Excerpts of bounding box data:
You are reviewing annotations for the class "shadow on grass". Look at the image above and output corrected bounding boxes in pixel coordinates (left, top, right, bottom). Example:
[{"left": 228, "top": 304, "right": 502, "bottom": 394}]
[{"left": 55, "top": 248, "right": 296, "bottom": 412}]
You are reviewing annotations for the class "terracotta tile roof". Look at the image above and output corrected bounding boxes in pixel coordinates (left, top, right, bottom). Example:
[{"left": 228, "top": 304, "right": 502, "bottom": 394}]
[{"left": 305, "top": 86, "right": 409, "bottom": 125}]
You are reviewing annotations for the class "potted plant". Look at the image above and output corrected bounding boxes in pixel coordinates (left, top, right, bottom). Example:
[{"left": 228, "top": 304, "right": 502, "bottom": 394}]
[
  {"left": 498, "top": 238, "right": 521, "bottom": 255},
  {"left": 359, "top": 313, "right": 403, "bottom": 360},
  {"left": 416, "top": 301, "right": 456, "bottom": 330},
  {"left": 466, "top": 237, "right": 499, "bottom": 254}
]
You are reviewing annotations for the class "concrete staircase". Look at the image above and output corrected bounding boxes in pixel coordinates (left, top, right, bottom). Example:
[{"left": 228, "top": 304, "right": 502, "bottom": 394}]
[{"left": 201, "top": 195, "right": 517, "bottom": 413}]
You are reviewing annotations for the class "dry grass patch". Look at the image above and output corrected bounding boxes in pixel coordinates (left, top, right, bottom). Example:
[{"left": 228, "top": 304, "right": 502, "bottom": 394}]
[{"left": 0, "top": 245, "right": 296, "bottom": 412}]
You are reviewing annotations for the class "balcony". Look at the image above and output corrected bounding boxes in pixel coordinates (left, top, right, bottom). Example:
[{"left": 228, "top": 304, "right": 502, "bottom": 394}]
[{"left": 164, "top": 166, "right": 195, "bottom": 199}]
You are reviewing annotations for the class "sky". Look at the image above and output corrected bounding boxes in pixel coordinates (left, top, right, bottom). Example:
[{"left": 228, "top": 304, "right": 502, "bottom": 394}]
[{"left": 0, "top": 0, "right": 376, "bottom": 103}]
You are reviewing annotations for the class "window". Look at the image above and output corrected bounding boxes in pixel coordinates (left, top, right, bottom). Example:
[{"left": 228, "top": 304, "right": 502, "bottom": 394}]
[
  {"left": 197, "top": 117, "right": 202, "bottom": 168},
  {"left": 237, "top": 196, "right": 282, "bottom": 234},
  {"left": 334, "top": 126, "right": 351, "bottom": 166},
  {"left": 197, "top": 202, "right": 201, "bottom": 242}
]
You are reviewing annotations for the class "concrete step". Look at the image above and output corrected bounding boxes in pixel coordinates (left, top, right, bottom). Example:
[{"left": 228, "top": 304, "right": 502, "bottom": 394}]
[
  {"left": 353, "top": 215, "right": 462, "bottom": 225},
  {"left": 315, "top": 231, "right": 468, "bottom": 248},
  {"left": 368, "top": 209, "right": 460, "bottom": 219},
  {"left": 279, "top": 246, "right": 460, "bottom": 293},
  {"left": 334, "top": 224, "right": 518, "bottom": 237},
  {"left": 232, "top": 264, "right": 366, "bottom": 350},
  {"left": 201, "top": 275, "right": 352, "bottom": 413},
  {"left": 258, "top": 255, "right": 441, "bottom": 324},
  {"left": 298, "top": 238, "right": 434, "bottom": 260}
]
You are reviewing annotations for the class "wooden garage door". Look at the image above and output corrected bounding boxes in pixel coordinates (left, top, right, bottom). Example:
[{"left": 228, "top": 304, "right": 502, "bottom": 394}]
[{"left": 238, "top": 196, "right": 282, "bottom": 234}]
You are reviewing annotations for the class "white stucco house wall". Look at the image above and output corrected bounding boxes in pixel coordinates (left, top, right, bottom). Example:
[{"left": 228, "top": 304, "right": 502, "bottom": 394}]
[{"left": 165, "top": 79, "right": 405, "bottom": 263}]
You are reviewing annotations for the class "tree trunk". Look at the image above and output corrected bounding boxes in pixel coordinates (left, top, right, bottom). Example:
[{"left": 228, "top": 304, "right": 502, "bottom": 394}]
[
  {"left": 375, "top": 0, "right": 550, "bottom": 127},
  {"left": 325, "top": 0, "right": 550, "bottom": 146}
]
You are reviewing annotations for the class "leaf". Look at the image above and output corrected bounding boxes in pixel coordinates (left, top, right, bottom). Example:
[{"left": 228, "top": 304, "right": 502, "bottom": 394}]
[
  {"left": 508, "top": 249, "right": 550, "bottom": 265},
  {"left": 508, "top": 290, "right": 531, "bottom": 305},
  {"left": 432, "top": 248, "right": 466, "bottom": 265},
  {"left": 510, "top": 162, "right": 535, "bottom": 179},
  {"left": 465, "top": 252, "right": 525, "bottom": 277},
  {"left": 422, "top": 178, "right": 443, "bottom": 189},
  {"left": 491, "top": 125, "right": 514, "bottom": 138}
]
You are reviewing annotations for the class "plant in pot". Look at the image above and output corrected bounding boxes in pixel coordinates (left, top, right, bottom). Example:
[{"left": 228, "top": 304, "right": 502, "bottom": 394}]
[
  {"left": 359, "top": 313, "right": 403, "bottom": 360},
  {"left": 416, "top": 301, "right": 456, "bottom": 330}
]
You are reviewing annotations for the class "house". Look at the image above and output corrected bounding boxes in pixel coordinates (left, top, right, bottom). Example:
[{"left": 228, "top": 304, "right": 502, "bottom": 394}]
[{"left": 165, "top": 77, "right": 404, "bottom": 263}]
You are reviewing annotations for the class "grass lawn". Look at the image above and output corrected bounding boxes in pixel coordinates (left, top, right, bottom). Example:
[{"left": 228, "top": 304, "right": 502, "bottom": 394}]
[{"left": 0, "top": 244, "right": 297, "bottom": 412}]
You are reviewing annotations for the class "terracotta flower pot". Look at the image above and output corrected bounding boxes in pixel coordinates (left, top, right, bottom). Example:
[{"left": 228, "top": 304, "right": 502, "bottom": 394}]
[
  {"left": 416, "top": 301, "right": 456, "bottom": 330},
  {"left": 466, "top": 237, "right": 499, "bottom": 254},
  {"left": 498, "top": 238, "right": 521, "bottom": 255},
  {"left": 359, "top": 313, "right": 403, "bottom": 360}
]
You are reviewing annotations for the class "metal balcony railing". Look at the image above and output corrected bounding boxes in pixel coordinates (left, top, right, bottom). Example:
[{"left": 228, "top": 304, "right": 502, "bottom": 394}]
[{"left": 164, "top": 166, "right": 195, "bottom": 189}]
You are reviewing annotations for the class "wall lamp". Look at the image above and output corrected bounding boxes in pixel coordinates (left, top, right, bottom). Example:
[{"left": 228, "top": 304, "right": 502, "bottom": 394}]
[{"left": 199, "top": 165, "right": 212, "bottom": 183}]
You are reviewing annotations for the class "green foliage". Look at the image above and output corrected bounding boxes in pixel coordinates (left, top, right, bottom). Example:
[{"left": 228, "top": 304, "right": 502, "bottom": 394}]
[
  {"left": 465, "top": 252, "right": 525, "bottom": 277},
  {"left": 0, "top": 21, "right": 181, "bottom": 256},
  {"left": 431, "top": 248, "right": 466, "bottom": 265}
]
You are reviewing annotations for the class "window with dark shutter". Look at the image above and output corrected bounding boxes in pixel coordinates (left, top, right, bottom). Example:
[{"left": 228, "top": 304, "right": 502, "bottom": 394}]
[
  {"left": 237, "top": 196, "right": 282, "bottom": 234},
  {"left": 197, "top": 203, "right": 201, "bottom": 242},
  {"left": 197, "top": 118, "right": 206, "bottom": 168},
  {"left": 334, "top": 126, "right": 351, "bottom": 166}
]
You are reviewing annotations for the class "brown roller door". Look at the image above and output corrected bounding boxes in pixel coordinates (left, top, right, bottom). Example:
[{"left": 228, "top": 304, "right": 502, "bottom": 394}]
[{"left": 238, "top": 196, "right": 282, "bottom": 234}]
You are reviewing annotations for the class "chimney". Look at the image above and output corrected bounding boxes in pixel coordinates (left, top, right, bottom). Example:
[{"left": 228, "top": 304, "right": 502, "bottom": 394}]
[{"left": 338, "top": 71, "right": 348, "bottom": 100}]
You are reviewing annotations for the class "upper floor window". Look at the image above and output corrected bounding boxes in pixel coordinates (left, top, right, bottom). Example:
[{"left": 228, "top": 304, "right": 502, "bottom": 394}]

_Short problem_
Extract every line above that contains the string "terracotta", matching case exactly.

_Output for this task_
You are reviewing annotations for the class "terracotta tile roof". Look at the image above and output corrected bounding boxes in pixel coordinates (left, top, right, bottom). Example:
You are reviewing annotations for the class "terracotta flower pot". Look at the image above and output corrected bounding boxes in pixel coordinates (left, top, right, bottom). Example:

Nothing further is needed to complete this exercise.